## start

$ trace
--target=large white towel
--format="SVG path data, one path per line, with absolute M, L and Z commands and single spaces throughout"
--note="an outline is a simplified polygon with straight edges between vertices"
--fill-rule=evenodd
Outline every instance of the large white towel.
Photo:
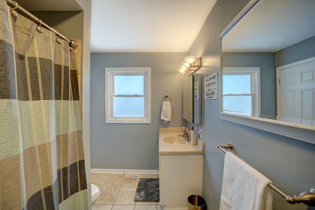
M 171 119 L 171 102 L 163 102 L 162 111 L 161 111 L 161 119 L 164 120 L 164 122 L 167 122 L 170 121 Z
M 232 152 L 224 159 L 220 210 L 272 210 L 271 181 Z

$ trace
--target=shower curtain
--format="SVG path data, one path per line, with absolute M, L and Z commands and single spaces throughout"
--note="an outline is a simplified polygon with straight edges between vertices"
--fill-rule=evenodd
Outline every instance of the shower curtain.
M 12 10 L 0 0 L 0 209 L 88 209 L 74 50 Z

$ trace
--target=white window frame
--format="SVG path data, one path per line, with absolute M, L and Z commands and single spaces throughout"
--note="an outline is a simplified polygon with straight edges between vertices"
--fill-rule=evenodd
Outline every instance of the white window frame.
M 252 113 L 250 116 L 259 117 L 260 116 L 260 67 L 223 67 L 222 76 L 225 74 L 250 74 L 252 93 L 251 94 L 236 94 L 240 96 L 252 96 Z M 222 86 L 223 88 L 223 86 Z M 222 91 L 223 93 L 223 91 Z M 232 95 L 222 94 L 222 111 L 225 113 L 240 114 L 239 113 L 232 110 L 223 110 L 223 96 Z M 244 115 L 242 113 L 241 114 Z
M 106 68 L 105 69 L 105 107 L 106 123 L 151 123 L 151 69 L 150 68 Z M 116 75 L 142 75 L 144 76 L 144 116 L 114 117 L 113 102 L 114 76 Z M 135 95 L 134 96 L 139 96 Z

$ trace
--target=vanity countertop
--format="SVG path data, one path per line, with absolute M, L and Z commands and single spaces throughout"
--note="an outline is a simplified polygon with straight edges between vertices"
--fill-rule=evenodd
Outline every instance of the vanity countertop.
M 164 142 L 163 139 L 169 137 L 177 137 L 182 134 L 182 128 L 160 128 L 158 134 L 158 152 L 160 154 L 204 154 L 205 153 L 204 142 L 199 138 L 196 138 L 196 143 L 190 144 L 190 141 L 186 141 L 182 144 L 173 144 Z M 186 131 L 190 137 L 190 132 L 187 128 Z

## end
## start

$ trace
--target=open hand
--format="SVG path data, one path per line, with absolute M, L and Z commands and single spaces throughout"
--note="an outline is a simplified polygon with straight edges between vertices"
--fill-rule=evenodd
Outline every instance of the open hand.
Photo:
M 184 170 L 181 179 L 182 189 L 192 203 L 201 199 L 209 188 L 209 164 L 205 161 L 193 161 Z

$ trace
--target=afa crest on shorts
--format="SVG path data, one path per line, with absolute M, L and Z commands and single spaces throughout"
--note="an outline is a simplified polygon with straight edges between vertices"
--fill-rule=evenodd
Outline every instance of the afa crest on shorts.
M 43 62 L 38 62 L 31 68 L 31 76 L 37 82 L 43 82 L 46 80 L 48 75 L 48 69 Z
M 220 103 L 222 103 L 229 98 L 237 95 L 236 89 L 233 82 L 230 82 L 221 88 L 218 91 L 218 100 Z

## end

Problem:
Gather each line of the items above that contains the word "window" and copy those lines out in full.

Correct output:
--target=white window frame
Outline every instance of the white window frame.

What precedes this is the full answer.